● **SET PROBLEM**: Reproduce all the rows below with "plume" replaced by "tuft" throughout, leaving everything else unchanged and omitting the pictures.

● **MATERIAL**:

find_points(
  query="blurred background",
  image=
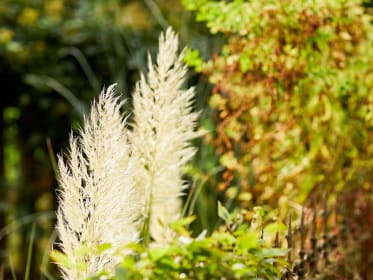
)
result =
(55, 57)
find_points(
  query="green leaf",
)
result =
(248, 241)
(181, 223)
(120, 273)
(274, 228)
(157, 253)
(224, 214)
(246, 63)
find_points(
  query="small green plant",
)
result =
(235, 250)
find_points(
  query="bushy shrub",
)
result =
(293, 96)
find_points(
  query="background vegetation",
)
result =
(290, 115)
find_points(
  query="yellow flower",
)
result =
(28, 16)
(5, 35)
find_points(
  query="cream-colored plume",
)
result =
(163, 126)
(98, 204)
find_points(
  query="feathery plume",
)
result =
(163, 126)
(98, 204)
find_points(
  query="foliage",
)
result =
(55, 56)
(293, 96)
(234, 251)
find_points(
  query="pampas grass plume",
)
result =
(163, 127)
(97, 200)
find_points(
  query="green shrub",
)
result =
(292, 97)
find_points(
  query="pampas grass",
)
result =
(98, 204)
(111, 183)
(163, 126)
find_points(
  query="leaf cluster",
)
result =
(292, 97)
(234, 251)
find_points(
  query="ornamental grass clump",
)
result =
(163, 126)
(98, 204)
(117, 183)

● **ANSWER TO THE EXERCISE**:
find_points(
  query="blurred background",
  image=
)
result =
(55, 57)
find_points(
  query="green leaf",
)
result =
(248, 241)
(181, 223)
(120, 273)
(274, 228)
(157, 253)
(224, 214)
(246, 63)
find_points(
  query="small green plant",
)
result =
(235, 250)
find_points(
  query="bushy shrub",
)
result =
(293, 96)
find_points(
  query="background vegetation",
)
result =
(290, 115)
find_points(
  query="yellow flower",
)
result =
(28, 16)
(5, 35)
find_points(
  query="cream-colored tuft",
)
result =
(163, 126)
(98, 204)
find_points(
  query="feathery tuft",
)
result =
(163, 126)
(98, 204)
find_points(
  query="foliage",
)
result =
(55, 56)
(293, 96)
(234, 251)
find_points(
  query="pampas grass tuft",
)
result =
(163, 127)
(97, 200)
find_points(
  query="green shrub",
)
result =
(292, 97)
find_points(
  query="pampas grass",
)
result =
(98, 204)
(111, 183)
(163, 126)
find_points(
  query="leaf cluster",
)
result =
(292, 97)
(234, 251)
find_points(
  query="ornamental grass clump",
)
result =
(163, 126)
(98, 204)
(117, 183)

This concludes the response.